**Lines of data**
:::::
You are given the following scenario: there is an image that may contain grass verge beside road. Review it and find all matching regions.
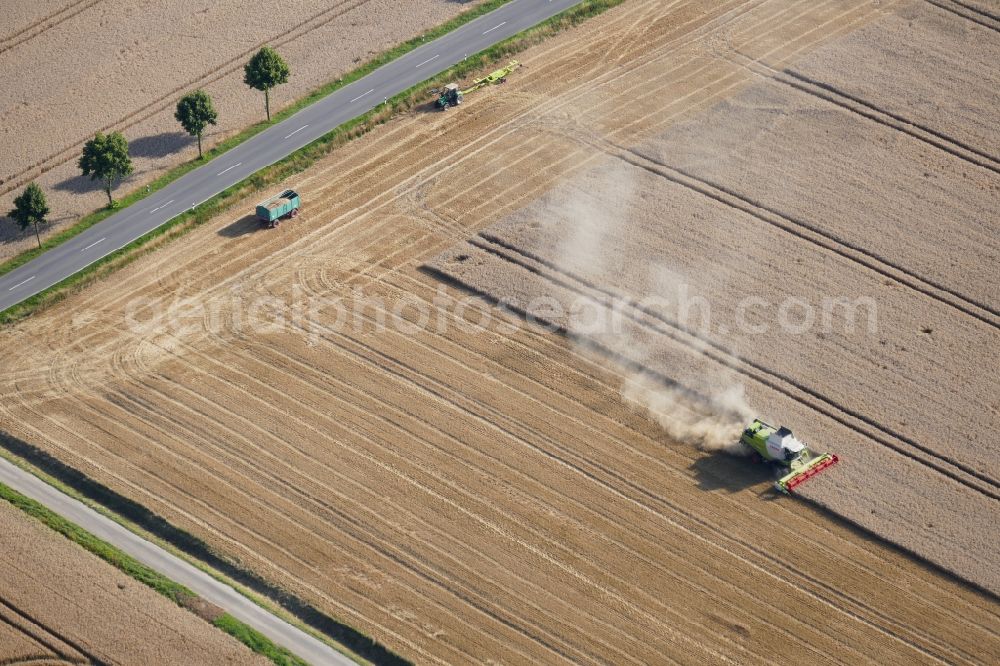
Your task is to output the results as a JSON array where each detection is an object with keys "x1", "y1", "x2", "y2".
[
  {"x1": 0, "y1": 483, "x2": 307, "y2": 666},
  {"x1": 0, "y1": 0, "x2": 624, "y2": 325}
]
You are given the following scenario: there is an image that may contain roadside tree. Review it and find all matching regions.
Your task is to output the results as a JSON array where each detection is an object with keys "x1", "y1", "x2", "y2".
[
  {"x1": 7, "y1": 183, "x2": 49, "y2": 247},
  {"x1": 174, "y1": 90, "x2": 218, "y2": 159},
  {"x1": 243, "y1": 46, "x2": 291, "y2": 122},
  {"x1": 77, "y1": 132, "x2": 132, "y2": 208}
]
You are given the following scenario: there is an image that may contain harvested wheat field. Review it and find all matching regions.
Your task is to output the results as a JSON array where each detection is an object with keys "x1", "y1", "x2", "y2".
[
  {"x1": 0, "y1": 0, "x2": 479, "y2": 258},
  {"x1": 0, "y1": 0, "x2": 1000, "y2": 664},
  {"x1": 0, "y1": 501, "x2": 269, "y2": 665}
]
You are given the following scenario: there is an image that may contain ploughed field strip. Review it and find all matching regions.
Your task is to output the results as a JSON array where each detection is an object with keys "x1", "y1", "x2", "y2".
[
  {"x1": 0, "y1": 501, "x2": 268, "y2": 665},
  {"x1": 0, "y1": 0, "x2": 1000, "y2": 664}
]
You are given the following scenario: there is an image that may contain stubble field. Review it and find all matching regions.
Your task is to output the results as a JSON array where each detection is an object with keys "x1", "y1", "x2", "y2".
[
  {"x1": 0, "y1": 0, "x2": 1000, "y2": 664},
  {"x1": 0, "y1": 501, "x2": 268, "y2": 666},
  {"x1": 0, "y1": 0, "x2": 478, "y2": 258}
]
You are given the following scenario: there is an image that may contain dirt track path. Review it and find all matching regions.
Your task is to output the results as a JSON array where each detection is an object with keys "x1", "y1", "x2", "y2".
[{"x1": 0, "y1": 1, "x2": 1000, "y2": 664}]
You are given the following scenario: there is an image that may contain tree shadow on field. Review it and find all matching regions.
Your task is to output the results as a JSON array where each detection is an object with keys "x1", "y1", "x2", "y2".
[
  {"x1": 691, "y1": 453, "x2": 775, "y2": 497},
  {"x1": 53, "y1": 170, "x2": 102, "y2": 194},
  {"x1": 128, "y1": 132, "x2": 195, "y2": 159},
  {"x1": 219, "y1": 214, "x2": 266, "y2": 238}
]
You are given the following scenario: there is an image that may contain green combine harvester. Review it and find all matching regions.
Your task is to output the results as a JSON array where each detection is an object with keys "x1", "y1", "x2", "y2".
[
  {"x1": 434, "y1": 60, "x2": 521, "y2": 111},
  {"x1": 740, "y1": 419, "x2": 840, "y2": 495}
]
:::::
**What to work on**
Copy out the lines in the records above, character for character, from the line containing "may contain tree" down to the end of the records.

**Full solution**
You are given the following scenario: there is an image that may contain tree shadow on field. Review it and find all matching regions.
Your task is to output the results as a JSON array where each detection is an object with keys "x1", "y1", "x2", "y2".
[
  {"x1": 691, "y1": 453, "x2": 775, "y2": 497},
  {"x1": 53, "y1": 170, "x2": 102, "y2": 194},
  {"x1": 128, "y1": 132, "x2": 195, "y2": 159},
  {"x1": 219, "y1": 214, "x2": 266, "y2": 238}
]
You are given the following scenario: there is an image that may contain green combine harvester. Review it and find all matching regions.
Your task is to output the results as a JSON array where each detection is an object with keys "x1", "y1", "x2", "y2".
[
  {"x1": 434, "y1": 60, "x2": 521, "y2": 111},
  {"x1": 740, "y1": 419, "x2": 840, "y2": 495}
]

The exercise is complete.